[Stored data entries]
================

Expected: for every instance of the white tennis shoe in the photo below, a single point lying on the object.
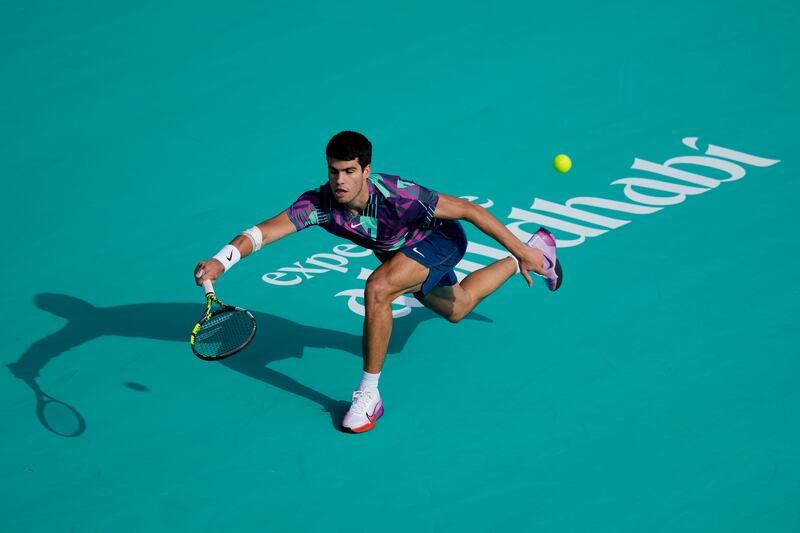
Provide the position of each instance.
(365, 410)
(545, 242)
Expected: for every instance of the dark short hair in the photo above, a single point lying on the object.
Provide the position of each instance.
(349, 145)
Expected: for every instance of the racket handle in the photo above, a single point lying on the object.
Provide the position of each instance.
(209, 287)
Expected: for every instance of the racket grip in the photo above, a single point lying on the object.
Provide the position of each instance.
(209, 287)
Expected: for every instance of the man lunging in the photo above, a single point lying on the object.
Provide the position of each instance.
(415, 234)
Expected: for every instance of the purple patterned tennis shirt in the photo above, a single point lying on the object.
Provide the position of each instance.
(399, 213)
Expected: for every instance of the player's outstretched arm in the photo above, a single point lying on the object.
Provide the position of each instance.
(450, 207)
(243, 245)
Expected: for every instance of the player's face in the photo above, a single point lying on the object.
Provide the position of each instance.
(348, 180)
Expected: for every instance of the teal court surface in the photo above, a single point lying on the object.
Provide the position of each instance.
(655, 392)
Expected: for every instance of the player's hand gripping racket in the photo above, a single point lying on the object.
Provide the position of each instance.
(223, 330)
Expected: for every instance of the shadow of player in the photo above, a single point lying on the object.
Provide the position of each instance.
(278, 339)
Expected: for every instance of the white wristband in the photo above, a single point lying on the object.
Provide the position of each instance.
(228, 256)
(255, 236)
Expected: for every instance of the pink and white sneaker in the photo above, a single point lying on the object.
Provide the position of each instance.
(545, 242)
(366, 409)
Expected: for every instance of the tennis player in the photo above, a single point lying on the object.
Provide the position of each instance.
(416, 235)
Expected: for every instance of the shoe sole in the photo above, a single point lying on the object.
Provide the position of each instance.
(365, 427)
(559, 274)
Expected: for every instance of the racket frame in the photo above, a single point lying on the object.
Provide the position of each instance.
(211, 298)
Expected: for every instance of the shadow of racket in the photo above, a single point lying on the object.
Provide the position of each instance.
(56, 416)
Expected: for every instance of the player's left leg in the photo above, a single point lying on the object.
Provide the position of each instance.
(394, 277)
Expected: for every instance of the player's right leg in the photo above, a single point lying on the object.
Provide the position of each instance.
(454, 302)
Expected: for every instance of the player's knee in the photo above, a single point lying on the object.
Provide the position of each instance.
(377, 291)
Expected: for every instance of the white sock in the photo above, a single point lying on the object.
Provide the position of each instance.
(369, 381)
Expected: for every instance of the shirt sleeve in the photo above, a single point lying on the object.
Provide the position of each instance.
(306, 210)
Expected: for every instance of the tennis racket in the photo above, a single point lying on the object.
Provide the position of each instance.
(223, 330)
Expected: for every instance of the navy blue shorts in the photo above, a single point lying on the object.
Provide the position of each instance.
(440, 252)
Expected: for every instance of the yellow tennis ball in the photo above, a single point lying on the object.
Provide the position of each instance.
(562, 163)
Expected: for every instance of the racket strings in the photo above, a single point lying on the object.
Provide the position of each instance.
(223, 333)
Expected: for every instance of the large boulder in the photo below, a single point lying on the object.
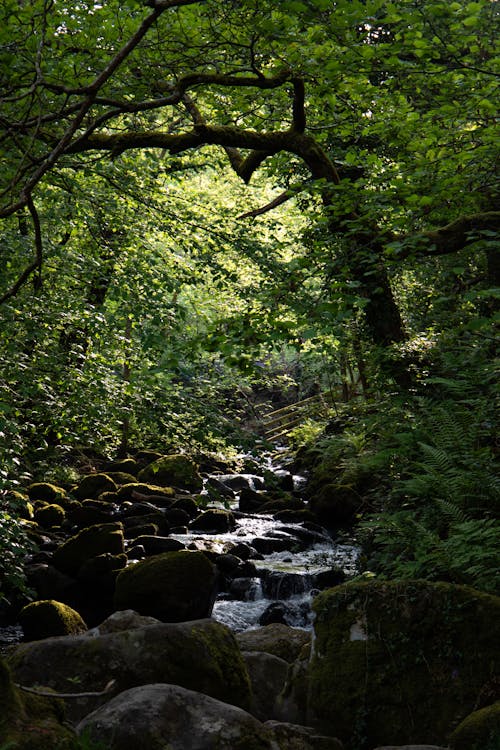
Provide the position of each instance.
(90, 542)
(29, 722)
(267, 676)
(280, 640)
(164, 716)
(49, 493)
(174, 586)
(175, 471)
(46, 618)
(201, 655)
(214, 521)
(406, 660)
(92, 485)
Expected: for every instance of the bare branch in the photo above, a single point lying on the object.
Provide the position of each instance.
(299, 113)
(53, 694)
(278, 201)
(36, 265)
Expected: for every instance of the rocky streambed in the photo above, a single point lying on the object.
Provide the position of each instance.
(166, 614)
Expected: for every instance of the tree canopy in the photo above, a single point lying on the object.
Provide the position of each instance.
(367, 130)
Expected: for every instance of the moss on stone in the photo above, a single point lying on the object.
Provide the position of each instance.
(121, 477)
(47, 618)
(175, 470)
(402, 661)
(29, 722)
(50, 515)
(478, 731)
(45, 491)
(92, 485)
(88, 543)
(173, 586)
(127, 491)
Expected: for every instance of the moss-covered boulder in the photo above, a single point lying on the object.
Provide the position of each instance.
(163, 716)
(141, 490)
(47, 618)
(128, 465)
(214, 521)
(176, 470)
(91, 486)
(50, 515)
(200, 655)
(88, 543)
(121, 477)
(404, 660)
(29, 722)
(174, 586)
(45, 491)
(478, 731)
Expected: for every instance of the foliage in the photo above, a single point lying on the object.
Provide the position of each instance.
(15, 545)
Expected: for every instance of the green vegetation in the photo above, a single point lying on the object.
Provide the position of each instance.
(211, 208)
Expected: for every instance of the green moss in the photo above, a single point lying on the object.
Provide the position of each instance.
(92, 485)
(29, 722)
(50, 515)
(173, 586)
(175, 470)
(126, 492)
(478, 731)
(402, 661)
(224, 653)
(47, 618)
(88, 543)
(45, 491)
(121, 477)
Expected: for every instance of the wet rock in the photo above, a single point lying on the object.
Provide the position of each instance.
(217, 488)
(91, 485)
(173, 587)
(238, 482)
(199, 655)
(124, 619)
(46, 618)
(250, 500)
(243, 551)
(328, 578)
(101, 571)
(278, 639)
(177, 516)
(282, 585)
(121, 477)
(144, 529)
(48, 582)
(128, 465)
(157, 716)
(142, 491)
(49, 493)
(275, 613)
(267, 677)
(298, 737)
(188, 505)
(214, 521)
(156, 545)
(49, 516)
(244, 589)
(90, 513)
(89, 543)
(175, 470)
(267, 545)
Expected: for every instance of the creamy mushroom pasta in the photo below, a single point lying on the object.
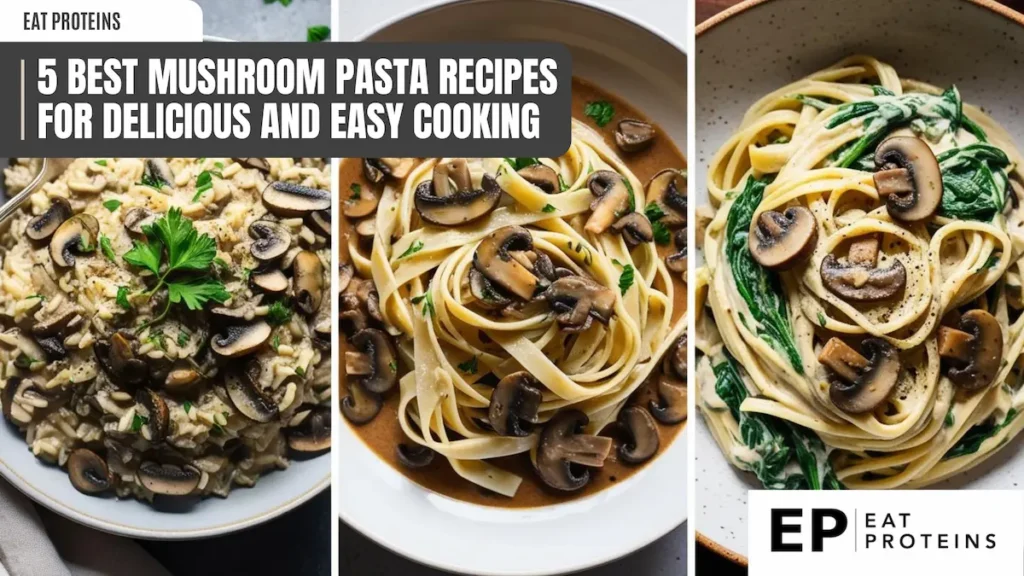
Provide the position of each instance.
(166, 321)
(509, 310)
(862, 285)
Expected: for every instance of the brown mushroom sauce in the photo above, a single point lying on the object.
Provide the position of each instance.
(383, 433)
(135, 394)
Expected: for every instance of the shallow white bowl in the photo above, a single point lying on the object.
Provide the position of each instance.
(47, 485)
(650, 73)
(757, 47)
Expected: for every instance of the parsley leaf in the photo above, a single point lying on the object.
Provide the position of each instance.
(601, 112)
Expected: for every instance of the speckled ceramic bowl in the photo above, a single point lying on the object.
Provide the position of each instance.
(758, 46)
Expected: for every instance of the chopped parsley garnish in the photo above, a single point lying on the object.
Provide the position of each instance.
(601, 112)
(104, 245)
(317, 33)
(279, 314)
(416, 247)
(470, 366)
(626, 279)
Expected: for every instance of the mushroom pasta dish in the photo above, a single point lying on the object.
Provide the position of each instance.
(166, 321)
(515, 326)
(859, 313)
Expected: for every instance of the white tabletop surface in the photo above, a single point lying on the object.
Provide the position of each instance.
(667, 557)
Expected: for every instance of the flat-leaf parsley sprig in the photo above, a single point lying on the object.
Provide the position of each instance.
(179, 257)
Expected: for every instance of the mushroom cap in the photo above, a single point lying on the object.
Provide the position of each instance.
(43, 225)
(860, 284)
(290, 199)
(270, 240)
(780, 241)
(168, 479)
(514, 405)
(873, 381)
(982, 351)
(74, 235)
(460, 207)
(634, 135)
(88, 471)
(495, 261)
(908, 177)
(563, 453)
(642, 433)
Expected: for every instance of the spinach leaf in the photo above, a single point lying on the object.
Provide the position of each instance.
(759, 288)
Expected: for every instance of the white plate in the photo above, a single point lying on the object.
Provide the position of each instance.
(649, 73)
(759, 46)
(47, 485)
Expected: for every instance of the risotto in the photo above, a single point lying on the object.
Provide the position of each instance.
(166, 322)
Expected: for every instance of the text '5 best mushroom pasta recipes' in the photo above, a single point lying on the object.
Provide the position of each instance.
(514, 327)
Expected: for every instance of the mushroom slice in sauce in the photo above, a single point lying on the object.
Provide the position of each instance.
(77, 234)
(782, 240)
(289, 199)
(611, 200)
(88, 472)
(374, 361)
(495, 261)
(642, 433)
(564, 453)
(514, 405)
(908, 178)
(43, 225)
(168, 479)
(861, 383)
(634, 135)
(460, 207)
(859, 280)
(973, 351)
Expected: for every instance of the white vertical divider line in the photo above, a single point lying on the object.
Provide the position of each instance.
(335, 354)
(691, 157)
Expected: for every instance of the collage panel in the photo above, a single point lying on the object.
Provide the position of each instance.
(857, 207)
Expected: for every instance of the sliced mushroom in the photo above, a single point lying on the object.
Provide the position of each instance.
(290, 199)
(313, 435)
(249, 398)
(635, 228)
(415, 456)
(241, 339)
(495, 261)
(668, 191)
(612, 200)
(169, 480)
(861, 383)
(260, 164)
(43, 225)
(374, 361)
(634, 135)
(782, 240)
(643, 438)
(577, 299)
(564, 454)
(671, 406)
(514, 405)
(77, 234)
(973, 351)
(542, 176)
(269, 280)
(270, 240)
(360, 406)
(135, 218)
(908, 178)
(859, 280)
(458, 208)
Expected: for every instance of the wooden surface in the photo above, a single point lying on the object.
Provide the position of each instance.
(708, 8)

================

_What you will do_.
Take the lines above from the one containing "Expected: for every instance of the player's face" down to the one containing "Expected: for every instance of the teal", and transcribe them exactly, both ends included.

_Answer for this exercise_.
Expected: for every instance of the player's face in the photo above, a single point lying on the object.
Provide the position of each instance.
(348, 180)
Expected: for every instance of the teal court surface in the photo above, a single point lying on the object.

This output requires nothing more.